■ **Aufgabe 1**
Übersetze aus dem Text über den Azubi-Mangel im Handwerk den folgenden Satz ins Englische: „Während Betriebe über fehlende Bewerbungen klagen, zeigt sich bei genauer Betrachtung ein differenzierteres Bild.“
■ **Aufgabe 2**
Wähle unten alle Zeilen aus, in denen das Wort „mountain“ vorkommt, und schreibe sie unverändert ab.

■ **Textauszug**
========

Azubi-Mangel im Handwerk
Wie Diskriminierung und alte Denkweisen junge Talente vertreiben
Warum bleiben tausende Ausbildungsplätze im Handwerk unbesetzt?
Der Nachwuchsmangel im Handwerk ist kein neues Phänomen, doch die aktuelle Lage ist besonders besorgniserregend: Laut ZDH (Zentralverband des Deutschen Handwerks) konnten im Ausbildungsjahr 2024/25 über 30.000 Ausbildungsstellen nicht besetzt werden. Während Betriebe über fehlende Bewerbungen klagen, zeigt sich bei genauer Betrachtung ein differenzierteres Bild. Nicht nur der demografische Wandel oder einseitige Bildungsorientierung spielen eine Rolle – auch betriebsinterne Diskriminierung und veraltete Strukturen wirken abschreckend. Das Handwerk steht somit vor einer doppelten Herausforderung: Nachwuchs finden – und gleichzeitig einen Zugang schaffen, der diskriminierungsfrei, modern und motivierend ist.

========

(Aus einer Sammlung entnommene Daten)
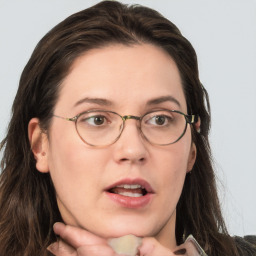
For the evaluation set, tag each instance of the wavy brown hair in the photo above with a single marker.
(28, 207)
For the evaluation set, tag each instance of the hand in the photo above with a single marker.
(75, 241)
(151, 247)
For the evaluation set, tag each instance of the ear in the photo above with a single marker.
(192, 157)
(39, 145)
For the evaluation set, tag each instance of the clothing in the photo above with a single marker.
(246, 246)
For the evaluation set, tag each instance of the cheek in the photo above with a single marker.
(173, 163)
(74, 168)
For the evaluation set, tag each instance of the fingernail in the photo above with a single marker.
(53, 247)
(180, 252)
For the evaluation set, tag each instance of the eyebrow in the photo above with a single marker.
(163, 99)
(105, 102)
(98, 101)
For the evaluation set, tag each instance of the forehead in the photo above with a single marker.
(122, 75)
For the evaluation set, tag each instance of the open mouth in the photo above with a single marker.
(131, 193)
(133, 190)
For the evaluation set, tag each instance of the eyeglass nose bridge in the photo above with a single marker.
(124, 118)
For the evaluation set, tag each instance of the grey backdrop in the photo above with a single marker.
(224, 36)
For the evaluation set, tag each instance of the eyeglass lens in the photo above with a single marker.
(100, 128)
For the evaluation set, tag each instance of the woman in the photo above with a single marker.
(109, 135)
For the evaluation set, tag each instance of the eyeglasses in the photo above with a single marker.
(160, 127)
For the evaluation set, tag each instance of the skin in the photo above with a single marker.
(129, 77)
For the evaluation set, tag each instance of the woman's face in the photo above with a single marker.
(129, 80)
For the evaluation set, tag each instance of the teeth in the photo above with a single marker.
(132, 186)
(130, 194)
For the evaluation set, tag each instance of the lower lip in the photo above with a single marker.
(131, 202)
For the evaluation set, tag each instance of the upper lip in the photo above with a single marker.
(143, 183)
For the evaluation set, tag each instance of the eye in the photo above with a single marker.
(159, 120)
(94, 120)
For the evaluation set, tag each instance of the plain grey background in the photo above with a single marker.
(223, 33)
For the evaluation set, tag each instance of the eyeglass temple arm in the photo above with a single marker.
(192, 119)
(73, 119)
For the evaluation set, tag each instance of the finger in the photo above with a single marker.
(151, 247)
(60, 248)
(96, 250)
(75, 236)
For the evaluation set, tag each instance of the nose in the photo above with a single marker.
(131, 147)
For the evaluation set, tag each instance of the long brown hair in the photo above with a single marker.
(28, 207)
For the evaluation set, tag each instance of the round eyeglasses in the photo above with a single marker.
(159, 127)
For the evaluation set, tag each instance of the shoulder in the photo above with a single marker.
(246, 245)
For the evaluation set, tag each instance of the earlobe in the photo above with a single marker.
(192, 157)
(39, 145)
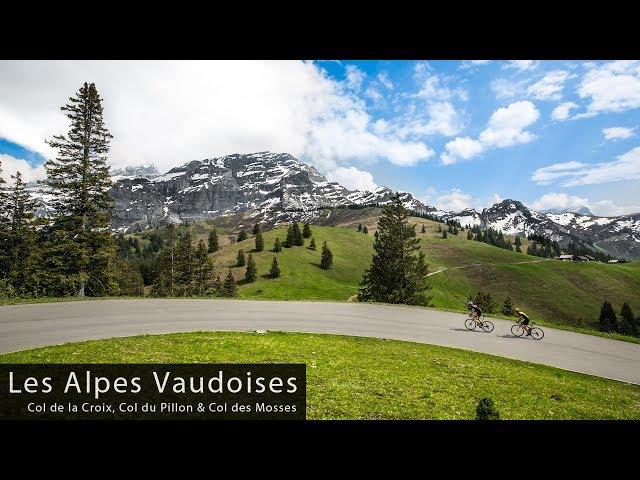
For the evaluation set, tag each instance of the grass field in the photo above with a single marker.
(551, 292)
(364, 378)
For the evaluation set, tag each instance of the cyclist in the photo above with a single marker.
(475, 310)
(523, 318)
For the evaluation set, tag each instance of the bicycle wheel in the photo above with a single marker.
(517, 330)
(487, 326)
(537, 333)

========

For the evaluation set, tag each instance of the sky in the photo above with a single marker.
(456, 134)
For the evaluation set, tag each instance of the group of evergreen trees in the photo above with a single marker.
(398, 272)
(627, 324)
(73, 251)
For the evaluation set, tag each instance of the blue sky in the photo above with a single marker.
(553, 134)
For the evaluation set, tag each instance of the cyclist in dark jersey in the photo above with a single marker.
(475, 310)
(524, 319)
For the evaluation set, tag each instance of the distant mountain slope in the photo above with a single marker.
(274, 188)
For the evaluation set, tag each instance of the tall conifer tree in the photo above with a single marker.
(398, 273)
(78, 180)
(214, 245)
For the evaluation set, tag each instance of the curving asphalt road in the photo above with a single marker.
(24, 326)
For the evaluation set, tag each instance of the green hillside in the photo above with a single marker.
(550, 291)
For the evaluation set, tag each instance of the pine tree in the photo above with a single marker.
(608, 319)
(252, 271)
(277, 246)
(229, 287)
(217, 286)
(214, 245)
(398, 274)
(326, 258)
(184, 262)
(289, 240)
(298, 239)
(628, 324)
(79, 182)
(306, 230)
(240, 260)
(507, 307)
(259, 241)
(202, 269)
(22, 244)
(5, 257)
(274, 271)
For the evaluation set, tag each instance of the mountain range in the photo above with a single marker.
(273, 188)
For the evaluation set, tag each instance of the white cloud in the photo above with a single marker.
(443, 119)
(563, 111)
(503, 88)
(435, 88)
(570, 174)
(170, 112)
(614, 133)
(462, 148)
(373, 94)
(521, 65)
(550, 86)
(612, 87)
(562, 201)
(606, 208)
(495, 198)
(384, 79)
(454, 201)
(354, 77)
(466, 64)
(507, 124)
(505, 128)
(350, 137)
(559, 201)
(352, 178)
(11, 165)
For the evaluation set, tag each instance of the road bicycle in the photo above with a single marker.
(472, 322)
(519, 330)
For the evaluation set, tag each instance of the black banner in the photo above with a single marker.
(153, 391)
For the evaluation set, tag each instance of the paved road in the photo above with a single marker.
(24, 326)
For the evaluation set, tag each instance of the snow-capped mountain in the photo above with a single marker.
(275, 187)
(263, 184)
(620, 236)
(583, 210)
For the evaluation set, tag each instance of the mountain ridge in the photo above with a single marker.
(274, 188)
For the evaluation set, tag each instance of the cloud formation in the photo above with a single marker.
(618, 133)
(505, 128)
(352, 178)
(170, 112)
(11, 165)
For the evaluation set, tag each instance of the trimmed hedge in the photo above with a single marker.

========

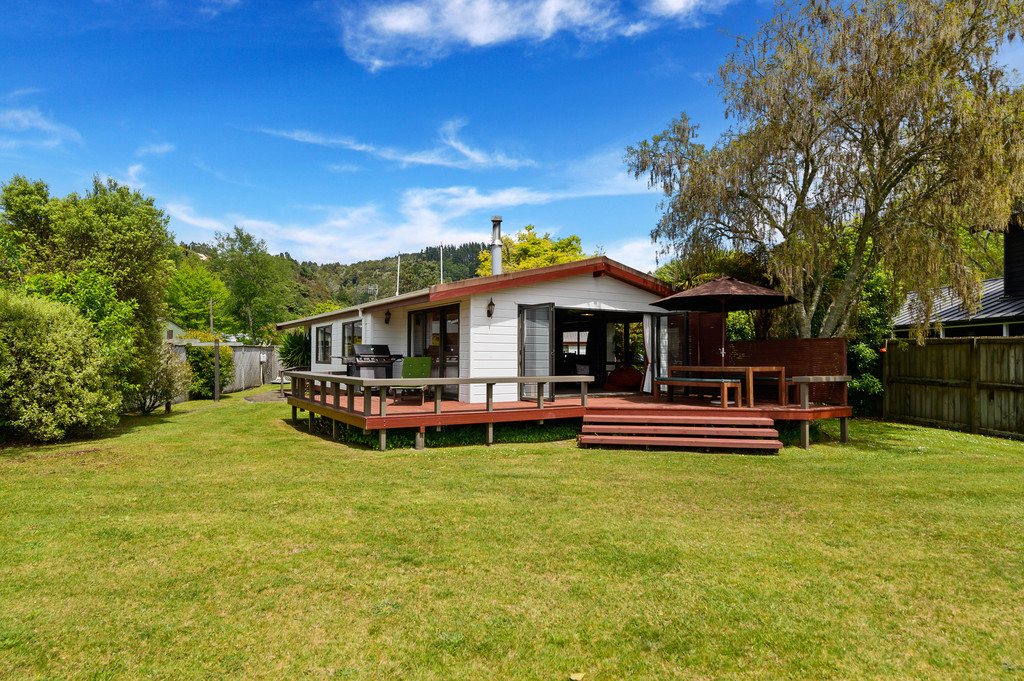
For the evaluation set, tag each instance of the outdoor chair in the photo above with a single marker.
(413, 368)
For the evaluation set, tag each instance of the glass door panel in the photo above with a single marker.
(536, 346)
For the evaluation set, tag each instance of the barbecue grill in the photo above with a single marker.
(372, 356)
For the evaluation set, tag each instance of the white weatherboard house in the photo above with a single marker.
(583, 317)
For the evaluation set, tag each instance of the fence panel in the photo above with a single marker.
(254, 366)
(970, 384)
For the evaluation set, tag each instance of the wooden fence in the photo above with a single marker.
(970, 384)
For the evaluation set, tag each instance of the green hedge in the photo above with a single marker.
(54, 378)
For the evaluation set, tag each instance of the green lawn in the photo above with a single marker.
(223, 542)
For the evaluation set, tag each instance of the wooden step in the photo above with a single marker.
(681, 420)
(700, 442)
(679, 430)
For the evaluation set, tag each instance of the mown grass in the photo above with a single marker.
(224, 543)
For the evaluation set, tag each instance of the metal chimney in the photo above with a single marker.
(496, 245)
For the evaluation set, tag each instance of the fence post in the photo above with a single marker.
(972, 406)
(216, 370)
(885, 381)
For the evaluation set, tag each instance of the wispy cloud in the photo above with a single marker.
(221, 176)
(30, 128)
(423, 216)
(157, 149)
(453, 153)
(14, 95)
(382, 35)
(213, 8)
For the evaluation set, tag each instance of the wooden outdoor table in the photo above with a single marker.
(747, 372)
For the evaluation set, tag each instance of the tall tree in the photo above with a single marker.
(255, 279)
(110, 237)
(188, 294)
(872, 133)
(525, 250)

========

■ **Ergebnis 1**
While businesses complain about a lack of applications, a closer look reveals a more nuanced picture.

■ **Ergebnis 2**
For the evaluation set, tag each instance of the distant mountain slope in the photo above with a single marker.
For the evaluation set, tag each instance of the mountain range in the photo above with a single marker.
For the evaluation set, tag each instance of the snow-capped mountain in the photo above with a single marker.
For the evaluation set, tag each instance of the mountain ridge in the photo above with a single marker.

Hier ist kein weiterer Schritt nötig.